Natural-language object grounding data
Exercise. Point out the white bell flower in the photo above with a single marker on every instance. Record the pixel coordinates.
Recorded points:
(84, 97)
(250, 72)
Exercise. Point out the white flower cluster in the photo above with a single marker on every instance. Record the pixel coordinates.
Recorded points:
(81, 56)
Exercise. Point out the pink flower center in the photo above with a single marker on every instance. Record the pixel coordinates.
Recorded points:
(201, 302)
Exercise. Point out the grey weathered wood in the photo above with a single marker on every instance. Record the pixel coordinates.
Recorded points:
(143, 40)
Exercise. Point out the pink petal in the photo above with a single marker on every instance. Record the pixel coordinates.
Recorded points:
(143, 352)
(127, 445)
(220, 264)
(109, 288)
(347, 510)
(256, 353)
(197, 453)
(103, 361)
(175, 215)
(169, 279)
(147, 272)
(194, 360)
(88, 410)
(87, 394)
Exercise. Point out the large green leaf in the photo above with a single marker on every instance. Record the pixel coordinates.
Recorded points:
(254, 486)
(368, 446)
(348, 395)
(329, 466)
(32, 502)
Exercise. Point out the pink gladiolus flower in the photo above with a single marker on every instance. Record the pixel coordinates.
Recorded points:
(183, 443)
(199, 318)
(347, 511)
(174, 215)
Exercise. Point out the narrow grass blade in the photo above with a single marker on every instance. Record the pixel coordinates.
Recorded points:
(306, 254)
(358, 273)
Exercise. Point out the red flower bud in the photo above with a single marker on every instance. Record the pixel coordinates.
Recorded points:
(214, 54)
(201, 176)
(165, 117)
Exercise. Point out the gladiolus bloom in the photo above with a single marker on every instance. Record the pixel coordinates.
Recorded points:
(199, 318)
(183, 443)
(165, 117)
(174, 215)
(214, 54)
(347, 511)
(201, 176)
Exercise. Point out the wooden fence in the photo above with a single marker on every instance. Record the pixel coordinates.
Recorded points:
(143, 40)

(What is being asked) Each line of the entries above that contains "Exercise" is to be copied.

(Answer)
Exercise. Point out the white bell flower in the photo above with a single marker on every instance. Record the pixel coordinates.
Exercise. Point out the white flower cluster in the photo above with a single marker on every instance. Record the pixel coordinates.
Exercise. Point out the pink flower center in the photo above with a single marker on every instance. Record the pixel coordinates.
Exercise. Point out the grey weathered wood in the photo above with a single marker on every instance. Record the pixel coordinates.
Exercise. Point out the pink petal in the photo above with a single marker on every instance. Record the pixel coordinates.
Exercise. Point out the large green leaf in the photo above with a single marker on every instance. Record the pixel coordinates.
Exercise. Point out the pink gladiolus flower in the photo above with a single marker on every instance. Record the pixel coordinates.
Exercise. Point out the narrow grass blade in the photo above with a single marker on every instance. Record the pixel coordinates.
Exercise. Point out the red flower bud in the photo above with a single marker on every instance. Record the pixel coordinates.
Exercise. Point out the gladiolus bloom in the photo above with a single marker on every instance. Record the pixel coordinates.
Exercise. Point out the wooden fence in the photo above with a single marker on every instance. Record the pixel coordinates.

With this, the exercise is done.